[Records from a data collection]
★ ★ ★

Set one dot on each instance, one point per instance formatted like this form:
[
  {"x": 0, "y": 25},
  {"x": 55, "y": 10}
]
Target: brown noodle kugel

★ ★ ★

Could you duplicate the data above line for line, changing nothing?

#### Exercise solution:
Set one dot on each instance, one point per instance formatted like this form:
[
  {"x": 0, "y": 25},
  {"x": 55, "y": 10}
]
Target: brown noodle kugel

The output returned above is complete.